*Excerpted passage:*
--------------------
Asylum seeker Mohammad Hassan wept as he talked about his history and his situation during an interview at the ICE Imperial Regional Detention Facility in Calexico. (John Gibbins / San Diego Union-Tribune)
Asylum seeker Mohammad Hassan wept as he talked about his history and his situation during an interview at the ICE Imperial Regional Detention Facility in Calexico. (John Gibbins / San Diego Union-Tribune)



As President Donald Trump sets out to ramp up immigration enforcement, the system already is overwhelmed — not just with the “criminals” Trump has said he will target, but also with people not accused of any crime, many seeking asylum in the U.S. using their rights under international law.

One such asylum seeker, currently detained at the Imperial Regional Detention Facility in Calexico, is Mohamed Hassan, a Somali native who fled, saying a terrorist group tortured him and wanted to kill him because he made a career out of singing and dancing to Western music like Michael Jackson, Eminem and Shakira.
--------------------
*Excerpted data:*
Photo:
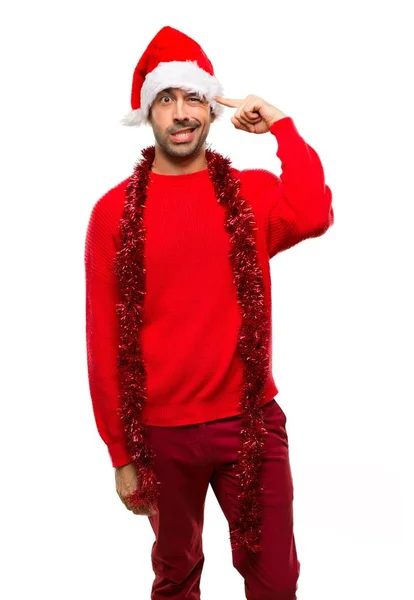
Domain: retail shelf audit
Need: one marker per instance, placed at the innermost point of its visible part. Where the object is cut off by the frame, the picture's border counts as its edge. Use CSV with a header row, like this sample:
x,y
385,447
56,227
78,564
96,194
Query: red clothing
x,y
191,314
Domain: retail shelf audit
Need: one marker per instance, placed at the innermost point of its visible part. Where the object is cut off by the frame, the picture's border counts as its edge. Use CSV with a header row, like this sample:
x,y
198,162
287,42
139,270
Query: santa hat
x,y
172,59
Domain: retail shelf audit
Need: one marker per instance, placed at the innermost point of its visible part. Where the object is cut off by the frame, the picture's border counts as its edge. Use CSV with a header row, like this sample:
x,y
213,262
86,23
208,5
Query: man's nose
x,y
180,112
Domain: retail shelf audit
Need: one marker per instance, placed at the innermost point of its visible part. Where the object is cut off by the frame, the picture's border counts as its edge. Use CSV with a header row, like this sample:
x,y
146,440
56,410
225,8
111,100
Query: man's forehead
x,y
172,90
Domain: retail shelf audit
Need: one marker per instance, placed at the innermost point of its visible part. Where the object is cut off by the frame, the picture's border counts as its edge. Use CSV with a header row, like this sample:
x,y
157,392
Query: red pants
x,y
188,459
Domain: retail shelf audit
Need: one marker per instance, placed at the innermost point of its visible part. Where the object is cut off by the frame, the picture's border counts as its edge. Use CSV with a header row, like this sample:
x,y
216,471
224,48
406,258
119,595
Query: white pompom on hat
x,y
171,60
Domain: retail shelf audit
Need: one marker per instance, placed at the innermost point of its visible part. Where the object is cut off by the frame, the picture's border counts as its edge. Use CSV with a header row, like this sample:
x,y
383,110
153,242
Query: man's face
x,y
174,110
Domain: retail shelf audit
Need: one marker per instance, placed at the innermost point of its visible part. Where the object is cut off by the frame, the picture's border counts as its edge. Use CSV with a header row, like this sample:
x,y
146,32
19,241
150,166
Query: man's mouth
x,y
184,135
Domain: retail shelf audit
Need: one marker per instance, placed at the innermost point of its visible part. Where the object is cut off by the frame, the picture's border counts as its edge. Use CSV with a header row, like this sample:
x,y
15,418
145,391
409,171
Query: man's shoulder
x,y
112,201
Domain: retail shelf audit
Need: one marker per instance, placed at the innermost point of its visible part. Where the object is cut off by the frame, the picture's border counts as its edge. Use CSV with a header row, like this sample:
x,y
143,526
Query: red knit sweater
x,y
191,316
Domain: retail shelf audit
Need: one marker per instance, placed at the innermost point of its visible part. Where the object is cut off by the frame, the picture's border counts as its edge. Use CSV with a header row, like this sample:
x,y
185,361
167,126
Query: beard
x,y
183,149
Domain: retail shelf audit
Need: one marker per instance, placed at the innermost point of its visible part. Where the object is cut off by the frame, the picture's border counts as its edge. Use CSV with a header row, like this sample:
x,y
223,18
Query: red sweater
x,y
191,316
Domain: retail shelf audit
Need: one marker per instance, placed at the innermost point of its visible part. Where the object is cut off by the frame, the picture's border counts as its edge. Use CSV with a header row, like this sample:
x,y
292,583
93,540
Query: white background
x,y
342,303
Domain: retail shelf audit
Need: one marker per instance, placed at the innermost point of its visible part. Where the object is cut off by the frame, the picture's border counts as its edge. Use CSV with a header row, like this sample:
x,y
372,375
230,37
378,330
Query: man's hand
x,y
126,483
253,114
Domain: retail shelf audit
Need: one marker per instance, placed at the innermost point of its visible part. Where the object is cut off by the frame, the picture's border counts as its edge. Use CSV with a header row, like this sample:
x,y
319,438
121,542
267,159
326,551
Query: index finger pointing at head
x,y
228,101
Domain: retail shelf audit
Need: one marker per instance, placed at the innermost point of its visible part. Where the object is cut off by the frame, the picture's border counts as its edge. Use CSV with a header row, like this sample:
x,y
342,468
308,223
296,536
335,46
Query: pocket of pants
x,y
275,407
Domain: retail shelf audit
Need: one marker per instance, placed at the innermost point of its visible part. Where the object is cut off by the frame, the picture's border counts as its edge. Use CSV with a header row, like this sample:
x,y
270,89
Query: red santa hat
x,y
172,59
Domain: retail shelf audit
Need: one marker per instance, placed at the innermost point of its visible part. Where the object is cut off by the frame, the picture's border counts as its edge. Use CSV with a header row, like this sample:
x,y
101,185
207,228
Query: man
x,y
178,302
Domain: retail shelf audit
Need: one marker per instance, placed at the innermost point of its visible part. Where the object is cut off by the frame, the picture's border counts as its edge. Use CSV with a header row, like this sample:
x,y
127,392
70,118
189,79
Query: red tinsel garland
x,y
253,340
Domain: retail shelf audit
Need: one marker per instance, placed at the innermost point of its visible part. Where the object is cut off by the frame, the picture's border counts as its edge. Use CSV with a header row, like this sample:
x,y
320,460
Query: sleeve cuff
x,y
118,453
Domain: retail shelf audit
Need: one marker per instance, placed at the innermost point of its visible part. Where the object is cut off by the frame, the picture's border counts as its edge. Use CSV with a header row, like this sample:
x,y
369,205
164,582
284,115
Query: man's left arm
x,y
299,202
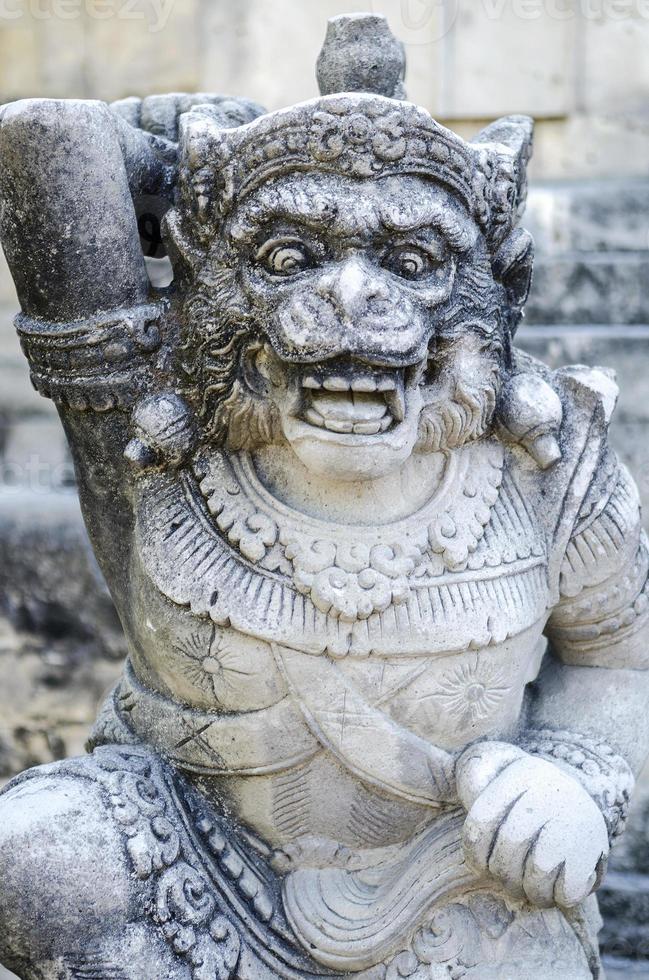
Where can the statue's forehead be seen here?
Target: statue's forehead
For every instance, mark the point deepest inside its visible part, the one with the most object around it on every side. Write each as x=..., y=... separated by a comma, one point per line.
x=350, y=207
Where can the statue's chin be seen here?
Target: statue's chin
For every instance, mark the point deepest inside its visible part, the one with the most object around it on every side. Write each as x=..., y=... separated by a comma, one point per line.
x=351, y=458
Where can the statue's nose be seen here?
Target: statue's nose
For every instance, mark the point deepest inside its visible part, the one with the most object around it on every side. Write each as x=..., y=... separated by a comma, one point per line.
x=352, y=286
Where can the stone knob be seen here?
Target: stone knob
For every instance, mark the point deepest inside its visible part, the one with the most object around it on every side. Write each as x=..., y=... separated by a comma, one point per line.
x=361, y=54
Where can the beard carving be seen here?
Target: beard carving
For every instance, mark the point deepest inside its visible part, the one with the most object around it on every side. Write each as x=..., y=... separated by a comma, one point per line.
x=463, y=396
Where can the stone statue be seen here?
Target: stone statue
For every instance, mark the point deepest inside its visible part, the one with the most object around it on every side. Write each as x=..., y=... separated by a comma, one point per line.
x=383, y=580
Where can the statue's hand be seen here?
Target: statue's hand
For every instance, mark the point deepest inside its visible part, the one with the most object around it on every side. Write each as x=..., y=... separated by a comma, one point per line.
x=530, y=825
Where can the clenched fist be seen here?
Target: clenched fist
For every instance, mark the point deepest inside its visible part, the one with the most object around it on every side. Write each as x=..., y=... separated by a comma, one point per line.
x=530, y=825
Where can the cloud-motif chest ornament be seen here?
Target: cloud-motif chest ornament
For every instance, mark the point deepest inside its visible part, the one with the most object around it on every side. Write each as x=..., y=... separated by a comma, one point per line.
x=351, y=572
--------------------
*Given request:* Carry on the news excerpt about immigration detention and the Somali asylum seeker held in Calexico, starting right after its last sentence. You can leave the records aside.

*Output of the exercise:*
“Beat It” is his favorite Jackson song, and he passes the time awaiting his opportunity for an asylum hearing by entertaining other inmates.

Al-Shabaab, the terrorist organization, has controlled parts of southern Somalia for years and is aligned with Al-Qaeda, according to the National Counterterrorism Center.

Hassan says the group jailed and tortured him because it had banned music and other leisure activities. To get away from the danger, his family scattered. His brother ended up as a refugee in Ethiopia and Libya before being resettled in the U.S. in Iowa. His sisters took shelter in refugee camps in Zambia.

“My brother advised me that the U.S. is the best place to live in the world,” Hassan, 25, said through a fellow detainee acting as interpreter.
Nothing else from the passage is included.